Work order.
Translate this sentence from the editorial on India's fourth-quarter GDP into Spanish: "Health and physical infrastructure spending can work better than supply-side measures at this stage."

Editorial

Q4 GDP reveals a sorry picture even before the onset of lockdown

| Updated on May 30, 2020 Published on May 29, 2020

With the coronavirus dragging the world economy into a recession, the Indian economy needs a more convincing stimulus than what has been unveiled so far

India’s economy is truly set to fall off a cliff, if the fourth-quarter growth figures are any indication. With just a week of the lockdown having been factored in, it is clear that the economy was already in free fall, with the fourth-quarter GDP growing by just 3.1 per cent, against 4.7 per cent in Q3. For 2019-20, growth by the CSO has been pegged at 4.2 per cent, against 6 per cent in the previous year — a telling indication, if any were needed, that the economy is in serious trouble. According to CRISIL, the Indian economy is expected to shrink 5 per cent in FY21, with a 25 per cent first quarter contraction. UBS Securities expects FY21 real GDP to contract 5.8 per cent, the lowest in four decades.

It seems like eons ago when the growth rate touched 8 per cent in 2016-17, a figure that raised quite a few eyebrows given the context of demonetisation and the constant changes in methodology. A fall by two percentage points in two years for an emerging economy is not a good sign at all, at a time when there were no compelling global factors at work to drag the Indian economy down. While structural changes such as the GST were working their way through the system, it is also a fact that investment appetite had tanked and the economy was reeling under a demand constraint. Now, with the impact of the coronavirus dragging the world economy into a recession that compares with the Great Depression of 90 years ago, the Indian economy needs a more convincing stimulus than what has been unveiled so far. One cannot easily take comfort from the Centre’s statement that exports will pick up next month, after crashing by 60 per cent in April. Even if the MSME package is to begin taking effect, early positives are hard to expect.

The latest CSO figures point unambiguously to the problem areas. Capital formation contracted by 2.8 per cent in FY20, compared with a 9.8 per cent rise in the previous financial. Private consumption expenditure rose by 5.3 per cent in FY20, compared to just over 7 per cent in 2018-19; for Q4, the rise was just 2.7 per cent against 6.6 per cent in the preceding quarter. The government will have to pick up the tab, at least till the effects of monetary policy start to take effect. It must inject money into the hands of people without further delay, while removing obstacles to spending by the States. Health and physical infrastructure spending can work better than supply-side measures at this stage.

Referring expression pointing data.
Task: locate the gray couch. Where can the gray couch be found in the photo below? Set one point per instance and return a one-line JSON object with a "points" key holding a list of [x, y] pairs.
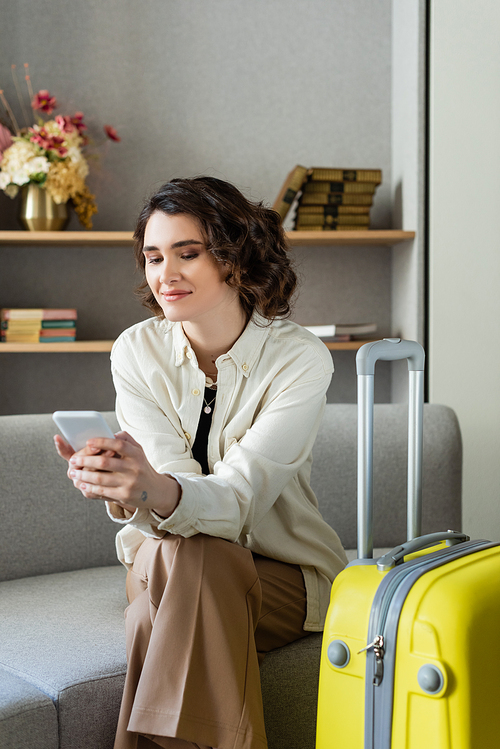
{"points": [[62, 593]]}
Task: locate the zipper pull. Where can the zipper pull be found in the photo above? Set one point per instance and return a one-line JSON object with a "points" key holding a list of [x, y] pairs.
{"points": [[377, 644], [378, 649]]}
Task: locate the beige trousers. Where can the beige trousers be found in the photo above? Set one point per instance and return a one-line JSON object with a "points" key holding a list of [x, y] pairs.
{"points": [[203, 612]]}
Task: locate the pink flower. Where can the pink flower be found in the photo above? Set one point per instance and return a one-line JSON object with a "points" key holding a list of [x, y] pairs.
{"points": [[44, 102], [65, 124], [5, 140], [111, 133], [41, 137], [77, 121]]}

Result for this exercise.
El gasto en salud e infraestructura física puede funcionar mejor que las medidas del lado de la oferta en esta etapa.